WRITTEN PROBLEM —
Go through the rows below and copy out every line that contains the string "shoulder", leaving each line unchanged.

##### DATASET CONTENT

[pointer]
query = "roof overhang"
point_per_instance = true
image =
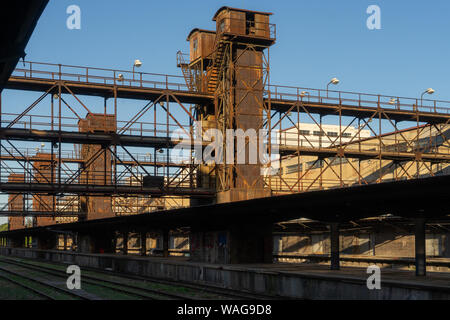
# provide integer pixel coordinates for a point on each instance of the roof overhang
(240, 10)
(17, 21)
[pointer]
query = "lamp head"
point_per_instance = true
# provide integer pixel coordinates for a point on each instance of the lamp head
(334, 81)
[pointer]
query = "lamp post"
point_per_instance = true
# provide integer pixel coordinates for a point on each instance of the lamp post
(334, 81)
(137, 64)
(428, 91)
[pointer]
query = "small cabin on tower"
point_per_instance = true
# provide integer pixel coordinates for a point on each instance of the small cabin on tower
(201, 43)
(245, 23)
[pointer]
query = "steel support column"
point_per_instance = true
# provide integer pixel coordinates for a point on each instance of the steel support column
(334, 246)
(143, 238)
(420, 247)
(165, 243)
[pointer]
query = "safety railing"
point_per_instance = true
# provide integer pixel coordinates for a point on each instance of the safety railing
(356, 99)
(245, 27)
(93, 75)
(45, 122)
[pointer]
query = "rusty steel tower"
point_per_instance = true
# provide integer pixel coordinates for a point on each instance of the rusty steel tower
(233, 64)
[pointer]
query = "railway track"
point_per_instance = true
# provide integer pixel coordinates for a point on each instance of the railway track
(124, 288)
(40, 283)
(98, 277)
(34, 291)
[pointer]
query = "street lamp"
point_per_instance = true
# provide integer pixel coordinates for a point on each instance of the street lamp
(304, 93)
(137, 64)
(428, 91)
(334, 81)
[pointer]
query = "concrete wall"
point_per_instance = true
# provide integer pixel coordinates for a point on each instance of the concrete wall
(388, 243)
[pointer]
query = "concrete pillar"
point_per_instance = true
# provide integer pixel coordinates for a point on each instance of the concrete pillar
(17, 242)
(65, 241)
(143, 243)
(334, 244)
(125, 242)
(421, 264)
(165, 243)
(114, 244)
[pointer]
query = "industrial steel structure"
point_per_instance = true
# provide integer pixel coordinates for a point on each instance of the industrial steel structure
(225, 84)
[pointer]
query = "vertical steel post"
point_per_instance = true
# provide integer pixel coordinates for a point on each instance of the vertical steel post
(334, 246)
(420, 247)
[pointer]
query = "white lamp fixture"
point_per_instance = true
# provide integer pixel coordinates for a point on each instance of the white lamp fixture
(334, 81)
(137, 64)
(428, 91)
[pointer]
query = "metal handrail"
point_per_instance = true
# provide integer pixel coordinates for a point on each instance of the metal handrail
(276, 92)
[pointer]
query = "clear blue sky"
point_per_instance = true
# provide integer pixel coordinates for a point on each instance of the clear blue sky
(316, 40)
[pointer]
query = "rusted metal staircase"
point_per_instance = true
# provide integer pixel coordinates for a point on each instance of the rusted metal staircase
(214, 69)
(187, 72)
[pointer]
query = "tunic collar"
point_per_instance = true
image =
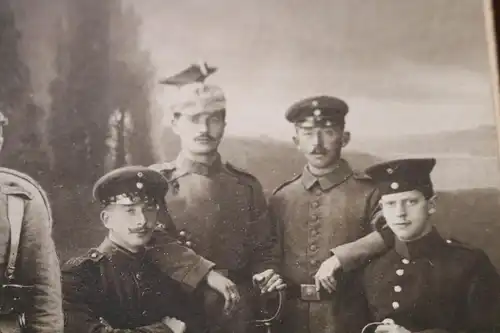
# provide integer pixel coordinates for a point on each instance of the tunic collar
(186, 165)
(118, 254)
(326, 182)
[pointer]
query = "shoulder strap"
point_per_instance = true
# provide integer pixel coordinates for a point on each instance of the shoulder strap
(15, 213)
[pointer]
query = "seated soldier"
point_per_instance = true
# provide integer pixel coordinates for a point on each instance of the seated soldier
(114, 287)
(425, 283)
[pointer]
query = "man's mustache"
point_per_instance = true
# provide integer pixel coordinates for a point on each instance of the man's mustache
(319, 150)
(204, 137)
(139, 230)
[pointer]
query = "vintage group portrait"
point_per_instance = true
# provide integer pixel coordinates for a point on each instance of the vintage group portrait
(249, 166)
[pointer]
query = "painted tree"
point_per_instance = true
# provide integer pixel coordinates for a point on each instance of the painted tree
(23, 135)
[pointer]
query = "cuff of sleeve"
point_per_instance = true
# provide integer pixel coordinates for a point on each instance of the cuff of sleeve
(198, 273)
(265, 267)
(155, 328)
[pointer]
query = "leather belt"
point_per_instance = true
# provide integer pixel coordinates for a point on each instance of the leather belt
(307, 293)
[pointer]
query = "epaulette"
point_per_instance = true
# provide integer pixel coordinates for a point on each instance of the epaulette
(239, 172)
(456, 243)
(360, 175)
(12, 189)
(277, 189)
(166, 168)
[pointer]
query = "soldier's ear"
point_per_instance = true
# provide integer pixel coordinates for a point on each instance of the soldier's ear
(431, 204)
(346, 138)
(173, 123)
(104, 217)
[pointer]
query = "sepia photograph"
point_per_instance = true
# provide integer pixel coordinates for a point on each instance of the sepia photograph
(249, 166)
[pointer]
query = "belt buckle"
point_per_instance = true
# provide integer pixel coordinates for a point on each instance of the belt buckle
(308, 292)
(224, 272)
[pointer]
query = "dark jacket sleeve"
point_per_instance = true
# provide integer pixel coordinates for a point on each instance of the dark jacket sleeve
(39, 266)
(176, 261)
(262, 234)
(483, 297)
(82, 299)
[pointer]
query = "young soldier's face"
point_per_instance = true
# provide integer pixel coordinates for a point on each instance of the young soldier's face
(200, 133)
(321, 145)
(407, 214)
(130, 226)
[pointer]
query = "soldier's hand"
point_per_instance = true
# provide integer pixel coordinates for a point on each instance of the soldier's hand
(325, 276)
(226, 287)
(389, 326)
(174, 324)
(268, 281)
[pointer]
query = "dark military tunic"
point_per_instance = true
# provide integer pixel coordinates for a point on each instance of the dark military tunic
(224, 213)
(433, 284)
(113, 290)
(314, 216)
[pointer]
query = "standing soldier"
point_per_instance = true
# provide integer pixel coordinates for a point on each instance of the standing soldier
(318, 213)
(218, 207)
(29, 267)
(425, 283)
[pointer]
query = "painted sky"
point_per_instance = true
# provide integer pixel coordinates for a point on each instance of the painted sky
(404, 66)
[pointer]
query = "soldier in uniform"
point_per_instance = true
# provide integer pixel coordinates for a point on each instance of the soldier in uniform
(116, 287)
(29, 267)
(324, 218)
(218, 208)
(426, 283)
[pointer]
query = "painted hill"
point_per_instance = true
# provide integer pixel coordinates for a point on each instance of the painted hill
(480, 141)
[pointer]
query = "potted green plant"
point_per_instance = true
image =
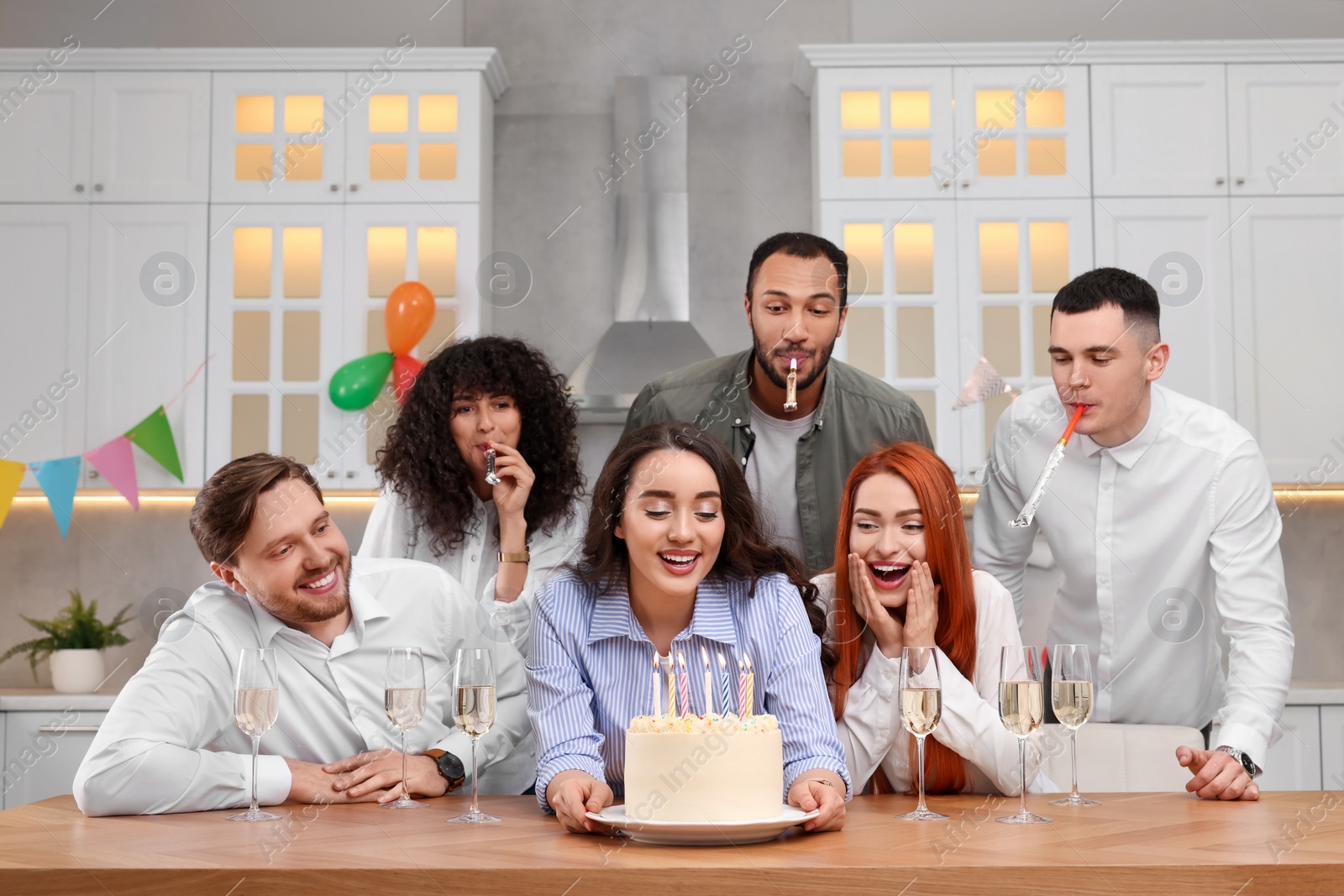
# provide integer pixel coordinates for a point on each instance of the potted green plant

##########
##### DATASET CONTENT

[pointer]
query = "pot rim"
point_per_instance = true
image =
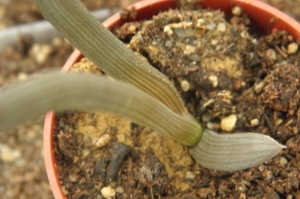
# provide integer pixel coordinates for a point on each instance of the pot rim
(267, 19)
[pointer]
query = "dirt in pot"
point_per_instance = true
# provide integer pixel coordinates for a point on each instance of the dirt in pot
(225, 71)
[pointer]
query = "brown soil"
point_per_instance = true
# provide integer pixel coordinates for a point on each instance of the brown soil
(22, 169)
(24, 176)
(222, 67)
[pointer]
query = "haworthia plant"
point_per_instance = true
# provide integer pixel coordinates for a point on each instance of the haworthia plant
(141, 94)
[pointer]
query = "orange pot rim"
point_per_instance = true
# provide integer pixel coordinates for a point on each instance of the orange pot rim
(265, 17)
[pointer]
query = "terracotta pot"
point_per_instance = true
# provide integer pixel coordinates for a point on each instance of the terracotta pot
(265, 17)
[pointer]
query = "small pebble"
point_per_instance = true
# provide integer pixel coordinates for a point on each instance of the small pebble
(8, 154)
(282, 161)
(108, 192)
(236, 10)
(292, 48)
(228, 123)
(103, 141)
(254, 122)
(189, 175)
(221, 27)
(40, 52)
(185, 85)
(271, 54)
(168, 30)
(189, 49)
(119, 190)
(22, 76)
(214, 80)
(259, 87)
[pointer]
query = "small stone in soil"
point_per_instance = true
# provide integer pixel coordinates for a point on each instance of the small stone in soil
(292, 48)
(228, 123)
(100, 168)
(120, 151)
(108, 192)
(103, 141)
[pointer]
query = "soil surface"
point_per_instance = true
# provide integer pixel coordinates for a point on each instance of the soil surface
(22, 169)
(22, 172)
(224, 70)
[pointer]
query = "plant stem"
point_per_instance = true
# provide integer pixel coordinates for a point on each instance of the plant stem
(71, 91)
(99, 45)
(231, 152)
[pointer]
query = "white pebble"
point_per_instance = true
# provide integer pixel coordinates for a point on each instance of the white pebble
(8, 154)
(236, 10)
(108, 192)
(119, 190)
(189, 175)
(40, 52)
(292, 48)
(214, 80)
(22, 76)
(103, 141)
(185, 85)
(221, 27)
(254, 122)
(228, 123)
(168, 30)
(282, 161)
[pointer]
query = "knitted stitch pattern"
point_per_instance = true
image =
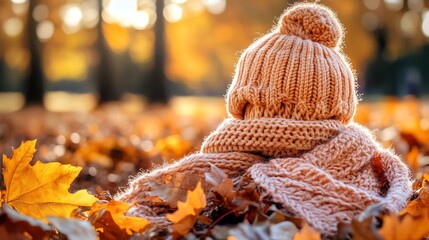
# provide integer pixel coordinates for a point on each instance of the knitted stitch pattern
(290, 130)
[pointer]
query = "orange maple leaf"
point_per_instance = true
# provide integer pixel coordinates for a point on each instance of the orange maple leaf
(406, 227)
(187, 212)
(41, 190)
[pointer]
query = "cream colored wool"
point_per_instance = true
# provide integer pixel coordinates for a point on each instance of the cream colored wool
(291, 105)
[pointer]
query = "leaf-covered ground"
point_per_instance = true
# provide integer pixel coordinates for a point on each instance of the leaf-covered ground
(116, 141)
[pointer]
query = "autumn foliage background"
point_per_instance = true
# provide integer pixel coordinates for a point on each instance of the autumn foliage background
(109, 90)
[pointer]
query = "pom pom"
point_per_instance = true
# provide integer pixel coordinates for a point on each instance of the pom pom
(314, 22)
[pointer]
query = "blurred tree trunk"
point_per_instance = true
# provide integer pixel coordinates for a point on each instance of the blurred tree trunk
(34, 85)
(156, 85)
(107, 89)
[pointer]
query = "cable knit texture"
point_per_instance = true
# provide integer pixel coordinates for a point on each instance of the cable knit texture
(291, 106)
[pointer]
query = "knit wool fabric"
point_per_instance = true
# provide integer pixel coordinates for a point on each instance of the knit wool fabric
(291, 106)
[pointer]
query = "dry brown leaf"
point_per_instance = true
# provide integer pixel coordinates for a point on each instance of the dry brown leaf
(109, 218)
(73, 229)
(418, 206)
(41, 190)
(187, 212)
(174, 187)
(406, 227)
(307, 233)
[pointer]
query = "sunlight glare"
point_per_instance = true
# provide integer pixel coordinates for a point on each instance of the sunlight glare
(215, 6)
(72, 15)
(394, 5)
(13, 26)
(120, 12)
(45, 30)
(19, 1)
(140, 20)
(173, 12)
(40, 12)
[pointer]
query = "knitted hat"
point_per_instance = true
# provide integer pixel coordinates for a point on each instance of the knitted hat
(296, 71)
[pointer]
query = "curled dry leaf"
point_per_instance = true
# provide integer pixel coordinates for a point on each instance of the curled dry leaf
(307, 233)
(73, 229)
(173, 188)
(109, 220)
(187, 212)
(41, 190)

##########
##### DATASET CONTENT

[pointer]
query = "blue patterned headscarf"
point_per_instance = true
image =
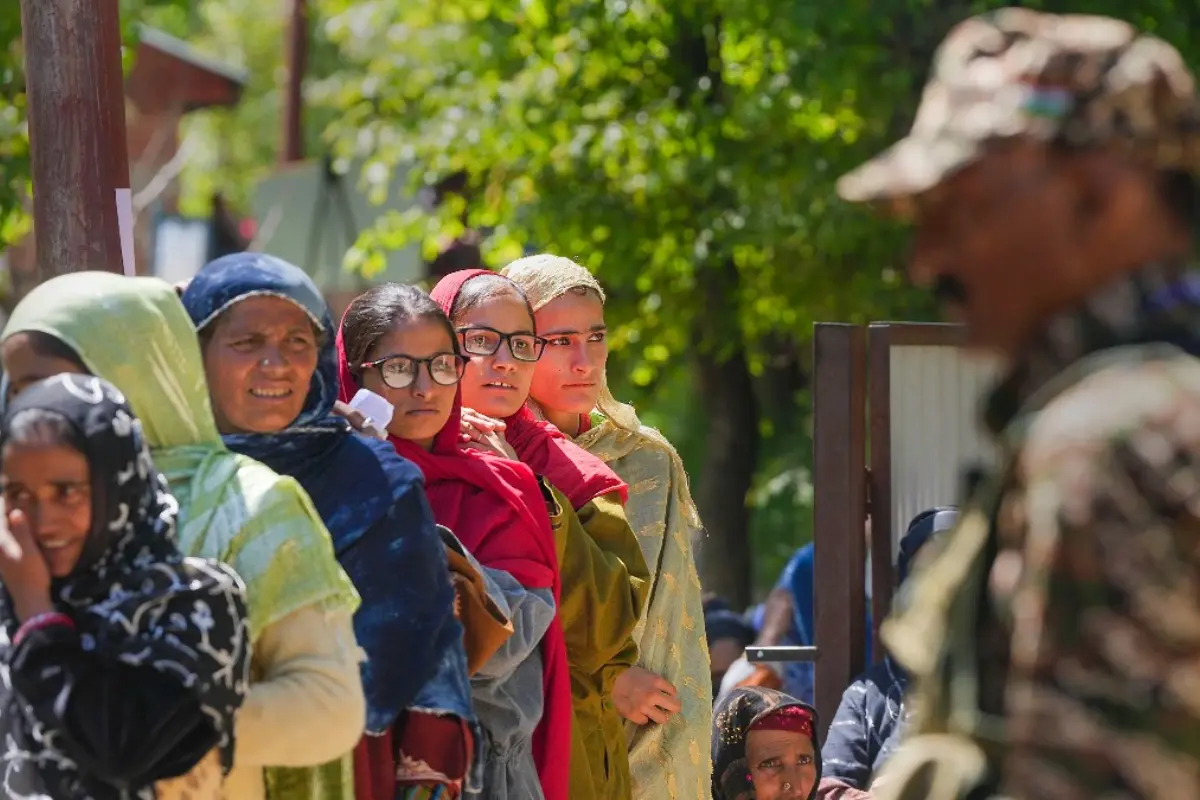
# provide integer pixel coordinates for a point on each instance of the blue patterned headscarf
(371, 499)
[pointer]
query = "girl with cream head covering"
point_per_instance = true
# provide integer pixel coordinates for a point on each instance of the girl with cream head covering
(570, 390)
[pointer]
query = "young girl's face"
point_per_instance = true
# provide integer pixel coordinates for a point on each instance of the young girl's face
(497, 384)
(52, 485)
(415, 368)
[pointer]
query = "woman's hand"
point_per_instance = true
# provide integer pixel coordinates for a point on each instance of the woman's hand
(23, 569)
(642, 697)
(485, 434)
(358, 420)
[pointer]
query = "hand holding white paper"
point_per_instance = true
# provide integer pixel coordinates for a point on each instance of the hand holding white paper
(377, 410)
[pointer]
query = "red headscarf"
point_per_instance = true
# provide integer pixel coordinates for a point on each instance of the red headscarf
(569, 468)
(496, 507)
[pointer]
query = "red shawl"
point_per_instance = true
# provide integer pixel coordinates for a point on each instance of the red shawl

##########

OUTPUT —
query = "shoulder strap"
# provide integer pixel coordinates for a point on each instance of the shoulder strap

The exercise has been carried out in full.